Wednesday, April 13, 2011

Explaining autism to 5 year olds

So today was the day I spoke to the midget's kindergarten class about autism. Perfect timing seeing that this month is autism awareness month. I decided on Sunday that I would take on this undertaking. Monday I spoke with the teacher and requested that Wednesday be the day. Obviously not much time to prepare. I would have liked to have finished my power point presentation complete with puppets, music and sound effects... but alas, i'm only a slacker. 

So a half assed rushed 8 minute speech was all I could come up with. In preparation I asked myself "how would I explain this to a 3 year old?" (One of my favorite things to say to people when they have over-complicated something by assuming I have information that I don't). This is what I came up with....

This is a regular normal kid. His head is open so that information can go into his brain. 

This is a piece of information. Maybe it's someone asking you a question. Maybe it's someone sneezing. Maybe it's the light in the ceiling. Either way, it goes into your brain. One piece of information at a time. 

This is how a non-autistic kid's brain processes that information. One piece at a time. Nice and neat and organized.

This is My first born male autistic child. 

Because he is autistic, he doesn't have filters like the rest of us have. So his brain takes in all the information at once. Someone asking him a question, a drawing on the wall, a foot tapping, water running, the refrigerator humming, his shirt tags itching him, someone talking near him. His brain absorbs all of this at once.

So this is what his brain does with the information. It has to sort through it and organize and process it. And since his brain is VERY busy doing this... some parts can't do their job. The parts that tell him to use his soft voice, or the parts that tell him to be patient and wait. His brain is working very hard all the time.

But luckily, the part of his brain that isn't busy is the part that helps him draw well. So he has learned to draw his feelings. If his brain is too busy, he can get upset, and then his brain is to busy to put into words how he feels. So he draws it. 

This is a picture of his dad telling him he couldn't do something.
(this is not a 100% accurate depiction of that situation. but it sort of gives you perspective on how he felt about it)

He was able to draw a picture that said "when daddy told me to stop [hence the stop sign] it made my heart sad because I really wanted to do that"

So if this little guy ever yells, or screams, or stomps around.... just remember that his brain is very full, and very busy. It's too busy to tell his mouth to talk  softly. 
When you see him wearing his headphones it is to block out all the extra information that comes into his brain. That way he can think more clearly and all the parts of his brain are free to do their jobs. 

~Obviously this explanation is only part of it, is over simplified and probably not even medically correct. But since i'm his mother I obviously know best. It is only a small portion of his autism but since I wanted the kids to be able to relate to it and understand it, that's what I came up with. They totally understood. They said "ohhhhhh, so it's his BRAIN. It's just really busy!" "EXACTLY!' I told them. So in their sweet innocent eyes, He is totally normal... his brain is to be blamed. Another little girl said "So it's like his brain is trying to be the boss of him". Ok, now I know it's over their heads.

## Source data

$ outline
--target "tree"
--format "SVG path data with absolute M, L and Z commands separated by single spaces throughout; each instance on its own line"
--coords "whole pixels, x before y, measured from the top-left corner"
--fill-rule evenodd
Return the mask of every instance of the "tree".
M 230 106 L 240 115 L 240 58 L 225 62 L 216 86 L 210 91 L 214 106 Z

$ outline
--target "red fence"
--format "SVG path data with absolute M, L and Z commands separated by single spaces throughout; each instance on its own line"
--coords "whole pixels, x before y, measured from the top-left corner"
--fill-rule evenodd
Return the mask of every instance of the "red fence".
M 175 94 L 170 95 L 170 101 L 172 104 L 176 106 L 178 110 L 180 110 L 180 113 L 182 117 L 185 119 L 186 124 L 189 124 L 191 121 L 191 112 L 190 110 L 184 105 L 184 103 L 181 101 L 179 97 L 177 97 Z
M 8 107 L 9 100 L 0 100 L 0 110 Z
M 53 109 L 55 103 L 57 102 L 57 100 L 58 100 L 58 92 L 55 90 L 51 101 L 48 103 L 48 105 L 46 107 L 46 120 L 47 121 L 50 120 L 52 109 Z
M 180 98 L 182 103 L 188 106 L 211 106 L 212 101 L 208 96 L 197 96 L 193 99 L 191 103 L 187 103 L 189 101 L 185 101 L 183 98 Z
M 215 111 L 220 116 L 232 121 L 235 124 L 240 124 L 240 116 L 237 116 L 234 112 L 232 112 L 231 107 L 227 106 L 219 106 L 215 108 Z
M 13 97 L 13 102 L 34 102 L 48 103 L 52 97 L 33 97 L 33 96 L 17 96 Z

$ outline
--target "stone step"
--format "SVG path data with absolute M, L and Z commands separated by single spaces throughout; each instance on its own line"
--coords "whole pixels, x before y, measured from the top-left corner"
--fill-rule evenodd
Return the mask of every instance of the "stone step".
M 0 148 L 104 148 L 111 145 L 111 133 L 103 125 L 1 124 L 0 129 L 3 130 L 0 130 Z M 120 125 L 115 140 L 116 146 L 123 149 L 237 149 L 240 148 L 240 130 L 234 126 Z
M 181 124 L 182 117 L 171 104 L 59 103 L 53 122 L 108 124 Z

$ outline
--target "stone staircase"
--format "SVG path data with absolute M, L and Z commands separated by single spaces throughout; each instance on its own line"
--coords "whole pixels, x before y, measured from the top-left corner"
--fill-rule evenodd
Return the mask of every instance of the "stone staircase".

## QUESTIONS
**A.** Translate this sentence from the autism blog post into Spanish: "His brain is working very hard all the time."
**B.** Quote everything from "This is how" down to "all the time." in the autism blog post above.

## TASK-BY-TASK RESULTS
**A.** Su cerebro trabaja muy duro todo el tiempo.

**B.**
This is how a non-autistic kid's brain processes that information. One piece at a time. Nice and neat and organized.

This is My first born male autistic child. 

Because he is autistic, he doesn't have filters like the rest of us have. So his brain takes in all the information at once. Someone asking him a question, a drawing on the wall, a foot tapping, water running, the refrigerator humming, his shirt tags itching him, someone talking near him. His brain absorbs all of this at once.

So this is what his brain does with the information. It has to sort through it and organize and process it. And since his brain is VERY busy doing this... some parts can't do their job. The parts that tell him to use his soft voice, or the parts that tell him to be patient and wait. His brain is working very hard all the time.